Supplied data: Begin
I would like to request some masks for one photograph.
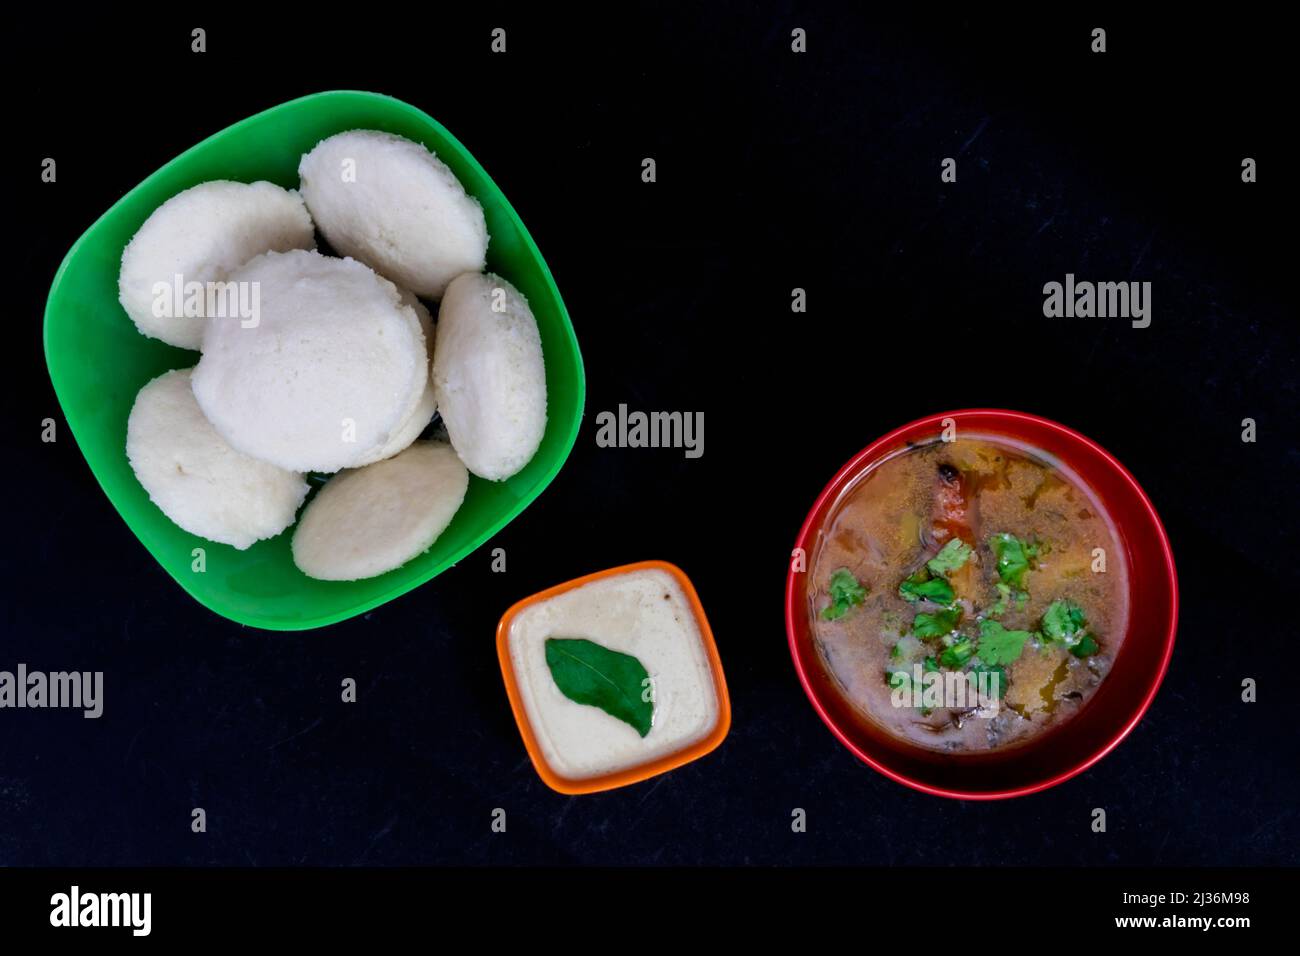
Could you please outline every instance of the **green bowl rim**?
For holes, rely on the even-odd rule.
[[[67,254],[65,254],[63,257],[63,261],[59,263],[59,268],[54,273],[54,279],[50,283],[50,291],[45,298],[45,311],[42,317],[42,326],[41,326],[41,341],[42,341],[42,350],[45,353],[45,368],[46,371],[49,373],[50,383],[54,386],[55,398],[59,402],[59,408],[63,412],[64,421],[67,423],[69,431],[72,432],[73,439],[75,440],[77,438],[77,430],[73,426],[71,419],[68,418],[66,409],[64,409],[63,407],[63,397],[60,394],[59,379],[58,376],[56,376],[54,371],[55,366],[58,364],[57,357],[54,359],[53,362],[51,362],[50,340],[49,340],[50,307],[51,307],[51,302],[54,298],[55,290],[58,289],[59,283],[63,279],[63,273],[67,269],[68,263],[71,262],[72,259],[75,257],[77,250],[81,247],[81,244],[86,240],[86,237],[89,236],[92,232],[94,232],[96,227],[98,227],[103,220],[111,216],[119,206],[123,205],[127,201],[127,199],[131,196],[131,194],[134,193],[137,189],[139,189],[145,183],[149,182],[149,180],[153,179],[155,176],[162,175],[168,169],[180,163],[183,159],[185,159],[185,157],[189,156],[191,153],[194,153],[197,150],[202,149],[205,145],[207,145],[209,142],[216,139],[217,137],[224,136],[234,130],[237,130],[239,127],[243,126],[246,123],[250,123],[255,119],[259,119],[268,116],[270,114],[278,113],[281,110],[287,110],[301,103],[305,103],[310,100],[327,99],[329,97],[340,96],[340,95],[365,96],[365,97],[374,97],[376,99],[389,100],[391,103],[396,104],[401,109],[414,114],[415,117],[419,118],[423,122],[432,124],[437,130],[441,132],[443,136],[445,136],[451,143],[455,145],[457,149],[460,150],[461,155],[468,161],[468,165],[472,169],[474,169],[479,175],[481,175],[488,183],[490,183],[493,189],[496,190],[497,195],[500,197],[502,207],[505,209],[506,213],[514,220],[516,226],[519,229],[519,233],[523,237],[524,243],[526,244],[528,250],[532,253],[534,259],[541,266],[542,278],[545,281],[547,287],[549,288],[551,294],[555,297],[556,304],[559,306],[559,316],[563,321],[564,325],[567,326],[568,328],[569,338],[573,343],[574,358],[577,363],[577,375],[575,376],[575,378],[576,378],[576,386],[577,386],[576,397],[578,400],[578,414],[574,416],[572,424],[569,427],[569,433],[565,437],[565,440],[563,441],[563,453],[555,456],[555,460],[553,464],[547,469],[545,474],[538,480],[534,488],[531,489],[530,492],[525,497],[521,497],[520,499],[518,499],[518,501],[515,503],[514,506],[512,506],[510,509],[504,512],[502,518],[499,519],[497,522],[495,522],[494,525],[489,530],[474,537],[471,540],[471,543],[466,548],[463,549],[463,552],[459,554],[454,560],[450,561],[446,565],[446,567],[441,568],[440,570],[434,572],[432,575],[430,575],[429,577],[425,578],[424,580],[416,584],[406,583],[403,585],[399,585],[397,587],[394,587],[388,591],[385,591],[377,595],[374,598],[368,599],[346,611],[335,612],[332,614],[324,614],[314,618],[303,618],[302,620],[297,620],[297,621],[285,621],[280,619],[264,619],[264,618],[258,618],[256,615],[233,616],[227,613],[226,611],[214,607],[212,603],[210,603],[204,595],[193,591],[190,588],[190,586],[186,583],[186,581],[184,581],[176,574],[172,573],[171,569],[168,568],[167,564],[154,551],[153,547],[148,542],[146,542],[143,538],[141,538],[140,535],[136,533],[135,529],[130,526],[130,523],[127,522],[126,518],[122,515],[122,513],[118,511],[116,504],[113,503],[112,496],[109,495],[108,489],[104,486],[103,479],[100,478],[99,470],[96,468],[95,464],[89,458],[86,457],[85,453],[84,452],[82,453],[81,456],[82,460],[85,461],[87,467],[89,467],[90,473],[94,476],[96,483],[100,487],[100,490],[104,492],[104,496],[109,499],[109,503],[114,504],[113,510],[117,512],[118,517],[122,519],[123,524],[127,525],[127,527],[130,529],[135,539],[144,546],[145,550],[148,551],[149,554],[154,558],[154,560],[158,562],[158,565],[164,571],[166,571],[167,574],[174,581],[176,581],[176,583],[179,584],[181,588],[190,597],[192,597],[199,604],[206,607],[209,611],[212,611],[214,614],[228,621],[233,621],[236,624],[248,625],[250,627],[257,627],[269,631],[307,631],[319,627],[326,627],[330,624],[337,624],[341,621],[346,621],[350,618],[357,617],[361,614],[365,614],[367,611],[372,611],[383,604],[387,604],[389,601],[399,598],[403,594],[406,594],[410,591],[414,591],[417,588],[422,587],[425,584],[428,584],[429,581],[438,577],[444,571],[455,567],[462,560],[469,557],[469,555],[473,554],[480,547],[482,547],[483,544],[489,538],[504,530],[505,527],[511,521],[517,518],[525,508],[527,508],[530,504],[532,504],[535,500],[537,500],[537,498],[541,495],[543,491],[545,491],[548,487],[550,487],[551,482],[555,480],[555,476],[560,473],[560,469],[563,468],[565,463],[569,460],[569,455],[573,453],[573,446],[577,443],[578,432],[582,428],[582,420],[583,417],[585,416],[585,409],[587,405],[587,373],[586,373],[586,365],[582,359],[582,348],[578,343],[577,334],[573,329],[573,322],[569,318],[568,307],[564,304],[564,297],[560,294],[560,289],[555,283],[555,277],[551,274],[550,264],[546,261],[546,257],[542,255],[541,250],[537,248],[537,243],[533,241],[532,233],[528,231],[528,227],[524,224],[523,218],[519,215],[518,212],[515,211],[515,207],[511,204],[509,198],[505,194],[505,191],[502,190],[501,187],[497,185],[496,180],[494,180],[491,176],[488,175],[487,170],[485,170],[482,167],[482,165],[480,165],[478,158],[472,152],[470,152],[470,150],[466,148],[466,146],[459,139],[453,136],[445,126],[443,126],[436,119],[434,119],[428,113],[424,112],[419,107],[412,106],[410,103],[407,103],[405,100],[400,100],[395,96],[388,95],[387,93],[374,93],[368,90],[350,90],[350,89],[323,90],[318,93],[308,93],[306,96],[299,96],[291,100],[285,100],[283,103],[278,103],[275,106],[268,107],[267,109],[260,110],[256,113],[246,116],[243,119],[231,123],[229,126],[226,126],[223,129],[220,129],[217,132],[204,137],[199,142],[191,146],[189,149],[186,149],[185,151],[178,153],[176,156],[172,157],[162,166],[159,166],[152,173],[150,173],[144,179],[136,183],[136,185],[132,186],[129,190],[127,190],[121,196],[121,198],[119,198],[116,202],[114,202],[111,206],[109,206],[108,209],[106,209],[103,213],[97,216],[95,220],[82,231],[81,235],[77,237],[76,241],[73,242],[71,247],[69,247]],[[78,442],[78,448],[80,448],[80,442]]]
Supplied data: End
Supplied data: Begin
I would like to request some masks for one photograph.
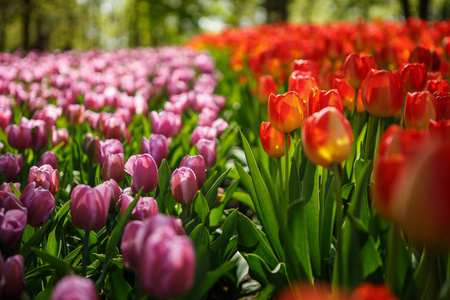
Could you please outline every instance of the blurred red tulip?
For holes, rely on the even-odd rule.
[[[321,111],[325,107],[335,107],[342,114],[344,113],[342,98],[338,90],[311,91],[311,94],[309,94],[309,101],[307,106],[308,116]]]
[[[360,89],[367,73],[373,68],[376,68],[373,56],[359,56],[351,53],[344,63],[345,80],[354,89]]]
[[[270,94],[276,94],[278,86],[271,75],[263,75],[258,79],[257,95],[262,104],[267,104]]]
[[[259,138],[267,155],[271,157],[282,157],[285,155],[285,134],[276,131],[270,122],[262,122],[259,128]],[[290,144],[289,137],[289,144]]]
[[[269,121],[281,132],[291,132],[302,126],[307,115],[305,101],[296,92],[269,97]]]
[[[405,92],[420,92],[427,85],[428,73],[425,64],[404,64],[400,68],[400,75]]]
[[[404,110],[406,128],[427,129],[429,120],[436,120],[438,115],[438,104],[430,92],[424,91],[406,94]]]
Supplied data: End
### Your instructions
Across the whole listing above, report each line that includes "Could".

### Written solution
Could you please outline every instance of the **green bowl rim**?
Could you please outline every instance of the blurred red tulip?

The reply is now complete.